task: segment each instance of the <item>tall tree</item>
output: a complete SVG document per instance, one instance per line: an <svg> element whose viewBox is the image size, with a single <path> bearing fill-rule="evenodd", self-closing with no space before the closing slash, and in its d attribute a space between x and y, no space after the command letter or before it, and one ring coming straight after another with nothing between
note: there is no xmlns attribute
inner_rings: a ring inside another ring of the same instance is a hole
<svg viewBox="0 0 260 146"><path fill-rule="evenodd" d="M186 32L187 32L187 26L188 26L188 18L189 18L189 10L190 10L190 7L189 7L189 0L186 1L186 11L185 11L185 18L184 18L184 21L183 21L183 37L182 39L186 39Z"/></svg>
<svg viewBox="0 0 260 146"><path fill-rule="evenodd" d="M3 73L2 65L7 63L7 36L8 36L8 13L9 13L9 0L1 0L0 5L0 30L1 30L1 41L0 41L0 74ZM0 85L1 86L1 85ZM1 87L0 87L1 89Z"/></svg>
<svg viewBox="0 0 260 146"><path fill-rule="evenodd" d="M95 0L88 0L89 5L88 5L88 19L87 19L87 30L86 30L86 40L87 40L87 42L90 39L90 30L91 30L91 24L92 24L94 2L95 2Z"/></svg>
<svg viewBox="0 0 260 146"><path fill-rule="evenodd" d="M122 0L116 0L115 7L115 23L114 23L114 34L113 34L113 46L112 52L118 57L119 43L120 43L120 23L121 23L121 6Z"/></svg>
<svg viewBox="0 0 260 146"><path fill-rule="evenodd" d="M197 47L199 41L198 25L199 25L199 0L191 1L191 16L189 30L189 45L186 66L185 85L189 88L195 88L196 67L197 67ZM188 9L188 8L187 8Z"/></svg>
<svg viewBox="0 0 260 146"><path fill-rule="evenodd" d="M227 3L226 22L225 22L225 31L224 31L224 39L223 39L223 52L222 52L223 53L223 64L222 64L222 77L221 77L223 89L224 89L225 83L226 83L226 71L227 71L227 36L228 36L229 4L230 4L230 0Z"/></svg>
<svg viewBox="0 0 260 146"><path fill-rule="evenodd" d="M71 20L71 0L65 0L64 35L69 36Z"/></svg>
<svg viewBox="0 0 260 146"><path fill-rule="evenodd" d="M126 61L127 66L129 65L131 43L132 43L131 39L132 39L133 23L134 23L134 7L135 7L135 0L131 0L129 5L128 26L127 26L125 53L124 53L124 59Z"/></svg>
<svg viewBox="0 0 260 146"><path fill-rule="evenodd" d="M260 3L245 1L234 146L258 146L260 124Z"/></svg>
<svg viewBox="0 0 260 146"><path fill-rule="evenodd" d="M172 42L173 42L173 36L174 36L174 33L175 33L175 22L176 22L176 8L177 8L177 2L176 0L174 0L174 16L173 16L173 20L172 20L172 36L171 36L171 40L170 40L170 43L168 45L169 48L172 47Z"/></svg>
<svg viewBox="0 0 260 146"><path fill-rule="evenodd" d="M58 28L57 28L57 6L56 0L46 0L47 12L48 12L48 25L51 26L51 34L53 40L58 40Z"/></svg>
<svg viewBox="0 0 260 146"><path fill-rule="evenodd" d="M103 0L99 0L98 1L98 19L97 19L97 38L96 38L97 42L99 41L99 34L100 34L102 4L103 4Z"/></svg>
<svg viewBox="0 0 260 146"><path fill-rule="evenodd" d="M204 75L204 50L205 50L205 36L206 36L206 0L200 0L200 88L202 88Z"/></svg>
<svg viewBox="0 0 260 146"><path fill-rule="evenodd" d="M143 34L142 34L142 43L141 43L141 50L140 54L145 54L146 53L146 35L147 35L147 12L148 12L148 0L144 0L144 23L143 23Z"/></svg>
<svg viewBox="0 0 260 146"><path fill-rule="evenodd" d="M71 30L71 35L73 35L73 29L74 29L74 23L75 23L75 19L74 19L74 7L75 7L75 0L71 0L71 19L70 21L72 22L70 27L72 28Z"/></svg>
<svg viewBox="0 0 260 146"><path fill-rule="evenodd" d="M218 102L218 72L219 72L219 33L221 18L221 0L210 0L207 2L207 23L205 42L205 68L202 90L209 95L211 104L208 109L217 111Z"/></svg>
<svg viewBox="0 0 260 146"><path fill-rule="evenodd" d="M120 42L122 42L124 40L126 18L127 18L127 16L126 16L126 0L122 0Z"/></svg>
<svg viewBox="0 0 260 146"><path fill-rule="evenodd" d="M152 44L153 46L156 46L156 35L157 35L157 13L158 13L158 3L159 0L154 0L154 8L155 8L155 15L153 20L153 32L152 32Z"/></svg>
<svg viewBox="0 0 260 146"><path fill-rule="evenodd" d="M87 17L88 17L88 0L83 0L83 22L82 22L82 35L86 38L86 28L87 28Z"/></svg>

────────────────

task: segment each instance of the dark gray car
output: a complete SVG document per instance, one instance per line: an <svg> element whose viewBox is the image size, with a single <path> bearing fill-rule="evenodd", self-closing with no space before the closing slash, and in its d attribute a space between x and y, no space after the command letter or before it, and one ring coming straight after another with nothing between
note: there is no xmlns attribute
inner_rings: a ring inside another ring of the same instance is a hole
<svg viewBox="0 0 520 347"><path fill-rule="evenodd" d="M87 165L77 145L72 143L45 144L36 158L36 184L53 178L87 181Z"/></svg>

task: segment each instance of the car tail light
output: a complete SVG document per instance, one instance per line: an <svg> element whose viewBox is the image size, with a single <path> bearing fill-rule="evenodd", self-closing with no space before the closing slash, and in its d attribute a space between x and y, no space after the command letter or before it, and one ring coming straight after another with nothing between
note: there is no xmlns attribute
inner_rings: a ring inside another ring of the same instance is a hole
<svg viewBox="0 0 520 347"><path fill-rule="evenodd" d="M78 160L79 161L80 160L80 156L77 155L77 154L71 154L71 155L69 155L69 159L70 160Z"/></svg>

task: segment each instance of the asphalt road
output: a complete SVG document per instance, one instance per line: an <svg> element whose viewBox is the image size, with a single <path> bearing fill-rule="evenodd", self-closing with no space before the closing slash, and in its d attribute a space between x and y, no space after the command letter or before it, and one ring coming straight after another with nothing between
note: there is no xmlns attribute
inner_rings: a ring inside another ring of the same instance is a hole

────────────────

Find every line in the listing above that contains the word "each" and copy those lines out in full.

task: segment each instance of the <item>tall tree</item>
task: segment each instance of the dark gray car
task: segment each instance of the car tail light
task: segment each instance of the asphalt road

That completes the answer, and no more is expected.